Pointing data excerpts
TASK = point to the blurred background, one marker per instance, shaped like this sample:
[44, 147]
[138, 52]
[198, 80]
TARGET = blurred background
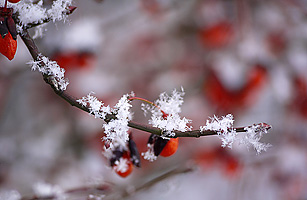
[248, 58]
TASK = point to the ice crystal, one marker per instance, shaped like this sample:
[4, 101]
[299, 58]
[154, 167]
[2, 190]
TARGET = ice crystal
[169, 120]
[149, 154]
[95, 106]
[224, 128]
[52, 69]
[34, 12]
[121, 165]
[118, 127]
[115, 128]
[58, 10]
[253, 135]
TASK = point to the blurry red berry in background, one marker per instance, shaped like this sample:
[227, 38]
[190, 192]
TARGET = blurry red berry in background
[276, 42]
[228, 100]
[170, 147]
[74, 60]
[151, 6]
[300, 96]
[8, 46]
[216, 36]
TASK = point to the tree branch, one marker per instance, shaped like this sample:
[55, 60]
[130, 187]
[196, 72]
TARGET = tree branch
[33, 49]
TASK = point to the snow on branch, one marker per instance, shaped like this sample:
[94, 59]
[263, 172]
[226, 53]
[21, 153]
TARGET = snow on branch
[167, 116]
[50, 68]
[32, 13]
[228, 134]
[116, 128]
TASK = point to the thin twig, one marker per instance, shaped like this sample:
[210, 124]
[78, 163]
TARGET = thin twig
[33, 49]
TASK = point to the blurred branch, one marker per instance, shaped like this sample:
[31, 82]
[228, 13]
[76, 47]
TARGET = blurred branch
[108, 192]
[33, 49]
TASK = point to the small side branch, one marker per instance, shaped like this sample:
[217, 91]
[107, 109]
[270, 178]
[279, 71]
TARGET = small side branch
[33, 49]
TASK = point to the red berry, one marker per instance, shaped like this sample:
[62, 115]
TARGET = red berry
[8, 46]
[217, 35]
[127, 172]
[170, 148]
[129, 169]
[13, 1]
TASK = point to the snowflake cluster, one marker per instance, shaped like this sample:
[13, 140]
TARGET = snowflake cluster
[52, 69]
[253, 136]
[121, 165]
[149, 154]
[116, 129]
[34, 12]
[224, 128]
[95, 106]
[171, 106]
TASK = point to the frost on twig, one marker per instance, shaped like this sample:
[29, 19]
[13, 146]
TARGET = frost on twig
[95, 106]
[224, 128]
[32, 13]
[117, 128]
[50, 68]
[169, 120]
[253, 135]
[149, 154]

» What this task involves: Please reproduce the stretch of the listing above from the line containing "TASK = point to the snowflake" through the end of the listing, word for word and including both ends.

» Response:
TASK = point to the snowflake cluster, one marker per instance, shaped like this sample:
[13, 140]
TARGET = snowflake cluster
[52, 69]
[253, 136]
[121, 165]
[149, 154]
[116, 129]
[34, 12]
[224, 128]
[95, 106]
[171, 106]
TASK = point to the frost on twig, one marker per instance, shaped like this sample:
[29, 19]
[13, 146]
TARGET = frost on twig
[95, 106]
[224, 128]
[32, 13]
[117, 128]
[50, 68]
[169, 120]
[253, 135]
[149, 154]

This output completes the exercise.